• **SUPPLIED MATERIAL**
━━━━
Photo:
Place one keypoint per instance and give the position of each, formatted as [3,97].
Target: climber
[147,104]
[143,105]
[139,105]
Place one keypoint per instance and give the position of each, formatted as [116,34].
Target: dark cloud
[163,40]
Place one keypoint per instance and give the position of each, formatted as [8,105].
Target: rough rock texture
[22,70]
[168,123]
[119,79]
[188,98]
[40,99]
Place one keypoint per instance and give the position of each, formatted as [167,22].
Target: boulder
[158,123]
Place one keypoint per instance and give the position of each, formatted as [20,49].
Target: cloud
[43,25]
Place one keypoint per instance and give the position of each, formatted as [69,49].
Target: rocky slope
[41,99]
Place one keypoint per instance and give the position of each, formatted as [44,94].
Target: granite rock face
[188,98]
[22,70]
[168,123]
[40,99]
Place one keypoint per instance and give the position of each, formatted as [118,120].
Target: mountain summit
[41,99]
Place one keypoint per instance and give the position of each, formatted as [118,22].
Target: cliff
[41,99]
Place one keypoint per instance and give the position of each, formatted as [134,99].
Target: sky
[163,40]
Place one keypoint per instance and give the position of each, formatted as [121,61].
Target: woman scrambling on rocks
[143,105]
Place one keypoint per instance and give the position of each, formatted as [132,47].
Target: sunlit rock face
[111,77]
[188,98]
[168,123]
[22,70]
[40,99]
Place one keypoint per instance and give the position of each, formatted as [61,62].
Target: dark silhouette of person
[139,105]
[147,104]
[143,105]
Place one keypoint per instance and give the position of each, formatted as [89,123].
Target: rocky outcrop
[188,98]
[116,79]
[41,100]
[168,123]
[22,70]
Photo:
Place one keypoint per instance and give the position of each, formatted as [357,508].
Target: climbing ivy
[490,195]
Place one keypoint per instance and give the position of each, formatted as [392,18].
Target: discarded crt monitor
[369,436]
━━━━
• **EXERCISE AIM**
Nothing but an exact copy of the records belongs in the answer.

• **ANSWER SECTION**
Photo:
Place one keypoint per instance and give the position of each, formatted as [3,97].
Target: climber
[147,104]
[143,105]
[139,105]
Place one keypoint per instance and give the position of each, formatted as [116,34].
Target: dark cloud
[163,40]
Place one keypoint per instance and give the position of each, formatted as [8,105].
Target: rough rock texture
[22,70]
[168,123]
[119,79]
[188,98]
[40,99]
Place one keypoint per instance and give the position of each, formatted as [167,22].
Target: boulder
[158,123]
Place one keypoint per instance and give the position of each, formatted as [20,49].
Target: cloud
[43,25]
Place one keypoint per instance and give the position of each, formatted as [69,49].
Target: rocky slope
[41,99]
Place one keypoint per instance and give the position of each, formatted as [44,94].
Target: granite rock face
[188,98]
[22,70]
[168,123]
[40,99]
Place one keypoint per instance and give the position of each, formatted as [118,120].
Target: mountain summit
[41,99]
Place one keypoint per instance and give the position of each, formatted as [118,22].
Target: cliff
[41,99]
Place one keypoint per instance and give the position of each, formatted as [134,99].
Target: sky
[163,40]
Place one keypoint per instance and give the position of each, formatted as [121,61].
Target: woman scrambling on rocks
[143,105]
Place one keypoint per instance and give the position of each, formatted as [132,47].
Target: sunlit rock face
[111,77]
[188,98]
[168,123]
[22,70]
[40,99]
Place one keypoint per instance and give the position of each, formatted as [61,62].
Target: dark silhouette of person
[139,105]
[147,104]
[143,105]
Place one keypoint per instance and give the position of each, formatted as [89,123].
Target: rocky outcrop
[188,98]
[116,79]
[41,100]
[168,123]
[22,70]
Photo:
Place one keypoint per instance and give the position of each, formatted as [357,508].
Target: climbing ivy
[490,195]
Place one keypoint per instance and give the position of each, formatted as [392,18].
Target: discarded crt monitor
[369,436]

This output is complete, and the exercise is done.